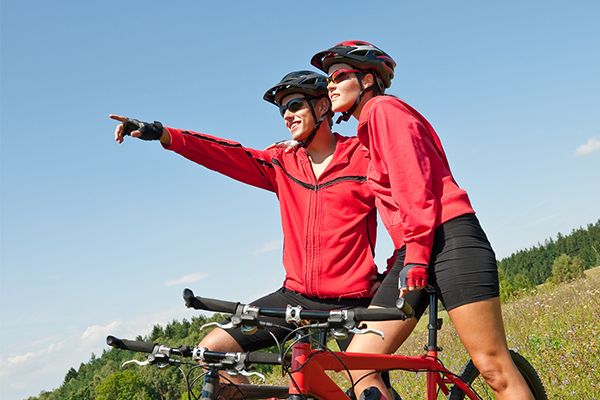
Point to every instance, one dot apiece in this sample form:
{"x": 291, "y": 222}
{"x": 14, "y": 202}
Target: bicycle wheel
{"x": 471, "y": 375}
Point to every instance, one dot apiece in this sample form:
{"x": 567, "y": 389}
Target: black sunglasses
{"x": 293, "y": 105}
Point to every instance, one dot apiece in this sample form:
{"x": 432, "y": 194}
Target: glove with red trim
{"x": 149, "y": 131}
{"x": 413, "y": 275}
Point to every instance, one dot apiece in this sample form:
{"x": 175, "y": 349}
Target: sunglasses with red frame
{"x": 340, "y": 75}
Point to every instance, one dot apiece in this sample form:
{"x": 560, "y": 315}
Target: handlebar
{"x": 402, "y": 311}
{"x": 131, "y": 345}
{"x": 200, "y": 303}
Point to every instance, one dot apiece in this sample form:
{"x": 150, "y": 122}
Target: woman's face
{"x": 297, "y": 116}
{"x": 343, "y": 87}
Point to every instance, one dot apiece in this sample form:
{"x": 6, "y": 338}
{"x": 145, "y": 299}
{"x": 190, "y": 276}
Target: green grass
{"x": 556, "y": 328}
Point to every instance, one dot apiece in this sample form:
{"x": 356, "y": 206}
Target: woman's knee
{"x": 495, "y": 368}
{"x": 219, "y": 340}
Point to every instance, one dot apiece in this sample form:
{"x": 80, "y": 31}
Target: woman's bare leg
{"x": 220, "y": 340}
{"x": 396, "y": 333}
{"x": 481, "y": 330}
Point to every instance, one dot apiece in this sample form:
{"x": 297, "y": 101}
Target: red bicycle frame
{"x": 308, "y": 366}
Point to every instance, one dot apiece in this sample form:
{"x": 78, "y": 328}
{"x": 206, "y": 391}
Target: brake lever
{"x": 245, "y": 373}
{"x": 361, "y": 331}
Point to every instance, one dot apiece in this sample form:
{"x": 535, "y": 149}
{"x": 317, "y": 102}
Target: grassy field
{"x": 556, "y": 328}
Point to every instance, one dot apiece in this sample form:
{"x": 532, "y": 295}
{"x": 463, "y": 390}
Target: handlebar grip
{"x": 263, "y": 358}
{"x": 202, "y": 303}
{"x": 132, "y": 345}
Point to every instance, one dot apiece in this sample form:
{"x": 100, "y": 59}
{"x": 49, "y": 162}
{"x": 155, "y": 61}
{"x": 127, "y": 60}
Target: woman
{"x": 327, "y": 209}
{"x": 429, "y": 217}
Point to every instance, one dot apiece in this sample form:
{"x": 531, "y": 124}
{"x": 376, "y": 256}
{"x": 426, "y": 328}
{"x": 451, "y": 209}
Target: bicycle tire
{"x": 470, "y": 374}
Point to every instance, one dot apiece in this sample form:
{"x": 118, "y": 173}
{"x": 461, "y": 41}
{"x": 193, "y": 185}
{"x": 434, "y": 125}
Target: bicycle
{"x": 307, "y": 366}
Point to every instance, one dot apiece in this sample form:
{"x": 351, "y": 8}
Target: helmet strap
{"x": 304, "y": 143}
{"x": 347, "y": 114}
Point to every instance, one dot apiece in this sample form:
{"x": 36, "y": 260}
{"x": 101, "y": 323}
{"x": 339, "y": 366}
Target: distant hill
{"x": 556, "y": 326}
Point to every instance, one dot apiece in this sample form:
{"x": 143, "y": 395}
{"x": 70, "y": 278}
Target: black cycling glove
{"x": 149, "y": 131}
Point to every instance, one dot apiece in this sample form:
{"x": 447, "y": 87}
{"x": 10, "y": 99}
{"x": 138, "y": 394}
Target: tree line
{"x": 556, "y": 260}
{"x": 102, "y": 378}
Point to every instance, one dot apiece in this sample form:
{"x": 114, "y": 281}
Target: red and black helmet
{"x": 361, "y": 55}
{"x": 312, "y": 84}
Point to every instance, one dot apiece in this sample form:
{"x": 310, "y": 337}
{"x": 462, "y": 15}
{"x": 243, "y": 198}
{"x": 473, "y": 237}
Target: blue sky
{"x": 100, "y": 238}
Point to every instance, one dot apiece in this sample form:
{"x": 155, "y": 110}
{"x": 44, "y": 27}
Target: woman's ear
{"x": 368, "y": 80}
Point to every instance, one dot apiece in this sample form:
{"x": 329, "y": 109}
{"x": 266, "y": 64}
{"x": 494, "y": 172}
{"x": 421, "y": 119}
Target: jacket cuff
{"x": 417, "y": 254}
{"x": 177, "y": 141}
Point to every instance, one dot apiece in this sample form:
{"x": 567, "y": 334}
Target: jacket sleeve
{"x": 227, "y": 157}
{"x": 404, "y": 148}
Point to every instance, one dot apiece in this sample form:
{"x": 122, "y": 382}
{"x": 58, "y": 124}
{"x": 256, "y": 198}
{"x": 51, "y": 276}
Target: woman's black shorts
{"x": 280, "y": 299}
{"x": 462, "y": 268}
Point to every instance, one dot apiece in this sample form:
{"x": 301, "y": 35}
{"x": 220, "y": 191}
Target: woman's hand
{"x": 412, "y": 277}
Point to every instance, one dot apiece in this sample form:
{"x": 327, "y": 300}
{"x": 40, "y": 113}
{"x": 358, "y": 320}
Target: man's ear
{"x": 323, "y": 106}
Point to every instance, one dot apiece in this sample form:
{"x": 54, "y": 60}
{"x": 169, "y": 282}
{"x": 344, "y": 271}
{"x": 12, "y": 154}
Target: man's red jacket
{"x": 329, "y": 224}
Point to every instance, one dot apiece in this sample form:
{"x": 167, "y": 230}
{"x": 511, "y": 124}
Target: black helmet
{"x": 361, "y": 55}
{"x": 312, "y": 84}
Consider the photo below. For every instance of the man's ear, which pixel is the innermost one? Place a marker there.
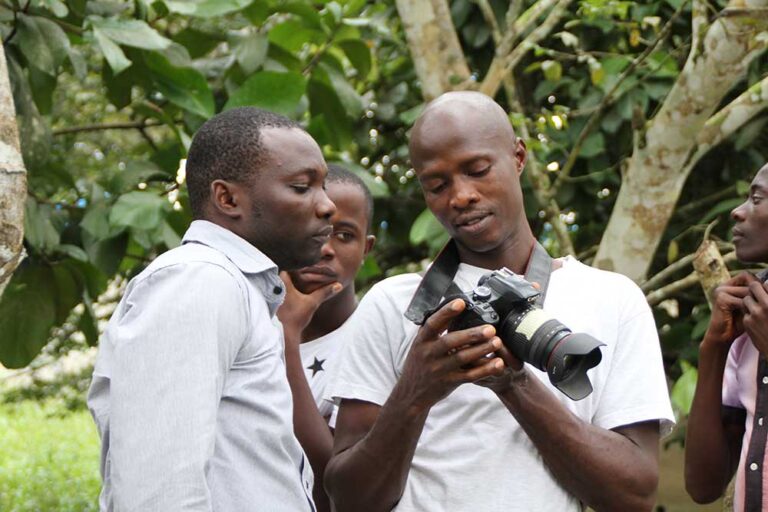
(521, 154)
(227, 198)
(370, 240)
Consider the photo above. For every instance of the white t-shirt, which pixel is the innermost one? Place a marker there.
(318, 357)
(472, 454)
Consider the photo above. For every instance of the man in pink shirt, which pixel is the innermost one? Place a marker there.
(729, 415)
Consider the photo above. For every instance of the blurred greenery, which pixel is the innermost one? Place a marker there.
(49, 460)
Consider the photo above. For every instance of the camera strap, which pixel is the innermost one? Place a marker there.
(438, 281)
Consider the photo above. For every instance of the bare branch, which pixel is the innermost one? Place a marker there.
(609, 96)
(133, 125)
(506, 59)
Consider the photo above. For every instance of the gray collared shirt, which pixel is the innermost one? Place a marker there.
(189, 391)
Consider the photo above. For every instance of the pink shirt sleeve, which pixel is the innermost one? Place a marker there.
(731, 386)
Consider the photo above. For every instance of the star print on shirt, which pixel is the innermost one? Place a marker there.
(317, 366)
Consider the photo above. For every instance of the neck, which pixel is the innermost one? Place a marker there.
(513, 253)
(331, 315)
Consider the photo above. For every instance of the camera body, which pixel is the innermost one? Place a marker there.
(508, 302)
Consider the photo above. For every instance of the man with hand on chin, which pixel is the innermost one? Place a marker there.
(189, 391)
(412, 435)
(728, 425)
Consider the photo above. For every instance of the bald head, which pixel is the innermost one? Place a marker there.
(454, 115)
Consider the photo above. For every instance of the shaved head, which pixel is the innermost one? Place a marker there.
(464, 111)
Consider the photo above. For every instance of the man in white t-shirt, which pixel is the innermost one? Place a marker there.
(412, 435)
(319, 300)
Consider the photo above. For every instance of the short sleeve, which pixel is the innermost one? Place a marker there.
(636, 386)
(366, 368)
(731, 386)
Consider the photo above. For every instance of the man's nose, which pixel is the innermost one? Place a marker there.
(739, 213)
(325, 207)
(464, 194)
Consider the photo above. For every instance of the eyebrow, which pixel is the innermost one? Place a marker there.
(347, 224)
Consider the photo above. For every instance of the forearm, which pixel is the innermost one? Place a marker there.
(707, 454)
(309, 426)
(603, 469)
(371, 474)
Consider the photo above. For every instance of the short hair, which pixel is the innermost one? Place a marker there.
(339, 174)
(228, 147)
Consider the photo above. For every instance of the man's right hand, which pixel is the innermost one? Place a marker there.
(439, 361)
(725, 325)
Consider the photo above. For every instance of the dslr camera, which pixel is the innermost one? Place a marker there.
(508, 302)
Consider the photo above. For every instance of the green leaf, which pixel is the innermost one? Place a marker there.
(27, 313)
(593, 145)
(42, 42)
(184, 87)
(41, 85)
(112, 52)
(38, 228)
(426, 228)
(278, 92)
(252, 51)
(348, 96)
(88, 324)
(553, 70)
(140, 210)
(134, 33)
(684, 389)
(359, 54)
(136, 172)
(206, 8)
(292, 35)
(378, 189)
(197, 42)
(720, 208)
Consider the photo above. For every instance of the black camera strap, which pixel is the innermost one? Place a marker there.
(438, 281)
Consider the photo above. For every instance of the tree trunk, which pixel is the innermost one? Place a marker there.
(434, 44)
(13, 182)
(658, 169)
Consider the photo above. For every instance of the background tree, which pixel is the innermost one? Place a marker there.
(644, 120)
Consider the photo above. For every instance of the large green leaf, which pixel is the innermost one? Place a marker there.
(206, 8)
(251, 51)
(111, 51)
(134, 33)
(278, 92)
(27, 313)
(184, 87)
(140, 210)
(42, 42)
(427, 229)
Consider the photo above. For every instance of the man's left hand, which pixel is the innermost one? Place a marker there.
(297, 309)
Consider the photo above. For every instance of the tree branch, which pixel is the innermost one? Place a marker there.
(134, 125)
(608, 98)
(505, 60)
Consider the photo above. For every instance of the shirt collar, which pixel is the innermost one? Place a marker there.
(245, 256)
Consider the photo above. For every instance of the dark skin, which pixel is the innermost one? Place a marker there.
(284, 212)
(319, 299)
(469, 161)
(714, 437)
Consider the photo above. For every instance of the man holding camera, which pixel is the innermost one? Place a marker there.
(727, 427)
(410, 436)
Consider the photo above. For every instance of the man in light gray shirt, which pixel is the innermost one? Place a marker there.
(189, 392)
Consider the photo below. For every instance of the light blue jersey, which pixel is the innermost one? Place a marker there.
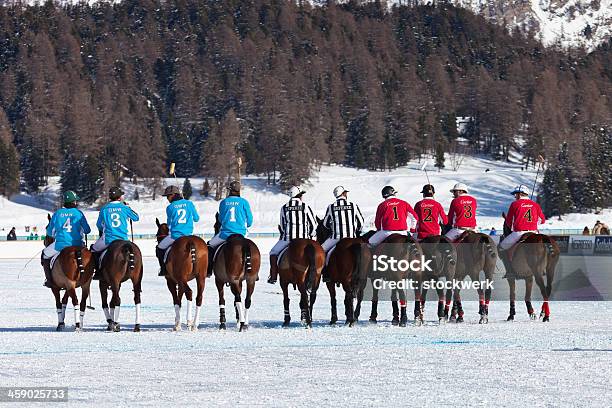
(181, 215)
(67, 226)
(113, 221)
(235, 216)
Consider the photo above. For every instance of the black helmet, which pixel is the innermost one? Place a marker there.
(115, 193)
(428, 189)
(388, 191)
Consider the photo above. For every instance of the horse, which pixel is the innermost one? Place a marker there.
(122, 261)
(237, 260)
(73, 268)
(443, 257)
(301, 265)
(533, 256)
(476, 252)
(187, 260)
(402, 248)
(348, 266)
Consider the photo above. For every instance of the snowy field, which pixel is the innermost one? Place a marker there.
(567, 362)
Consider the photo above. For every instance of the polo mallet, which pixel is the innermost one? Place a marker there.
(540, 160)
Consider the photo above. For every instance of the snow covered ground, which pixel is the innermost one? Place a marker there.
(490, 182)
(566, 362)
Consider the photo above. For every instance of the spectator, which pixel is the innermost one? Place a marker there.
(12, 236)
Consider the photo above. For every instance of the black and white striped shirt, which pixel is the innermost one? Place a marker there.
(343, 218)
(297, 220)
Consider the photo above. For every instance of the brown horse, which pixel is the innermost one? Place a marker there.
(187, 260)
(348, 265)
(534, 256)
(236, 261)
(301, 265)
(73, 268)
(476, 252)
(443, 256)
(400, 247)
(121, 262)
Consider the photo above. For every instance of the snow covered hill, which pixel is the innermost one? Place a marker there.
(490, 182)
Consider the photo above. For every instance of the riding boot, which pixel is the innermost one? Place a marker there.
(46, 264)
(211, 257)
(273, 269)
(159, 253)
(96, 256)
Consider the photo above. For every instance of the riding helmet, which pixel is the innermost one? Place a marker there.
(70, 197)
(388, 191)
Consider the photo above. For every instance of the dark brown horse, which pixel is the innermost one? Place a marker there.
(73, 268)
(443, 256)
(476, 252)
(187, 260)
(348, 265)
(121, 262)
(238, 260)
(405, 248)
(534, 256)
(300, 265)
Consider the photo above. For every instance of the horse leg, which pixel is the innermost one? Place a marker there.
(285, 287)
(75, 307)
(103, 285)
(395, 306)
(189, 297)
(441, 309)
(177, 304)
(528, 288)
(545, 312)
(83, 305)
(220, 289)
(61, 312)
(115, 306)
(512, 285)
(332, 298)
(374, 312)
(403, 306)
(137, 289)
(247, 302)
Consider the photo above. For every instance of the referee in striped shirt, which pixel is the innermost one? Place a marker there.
————————
WORK TO BE COMPLETED =>
Whatever lies between the line containing "horse leg, which" and the final line above, both included, must be returned exactly.

SOLVED EXERCISE =>
Consider the photo above. For every instance of the horse leg, which pixel is the innermost one? Place a marker there.
(285, 287)
(75, 307)
(103, 285)
(395, 306)
(189, 297)
(441, 309)
(177, 304)
(528, 288)
(545, 312)
(83, 305)
(220, 289)
(61, 312)
(115, 306)
(512, 285)
(332, 298)
(374, 312)
(403, 306)
(137, 289)
(247, 302)
Consider the photo above. For every instance of the referee in striped shirt, which pixel is the innermost one? Place a marker there.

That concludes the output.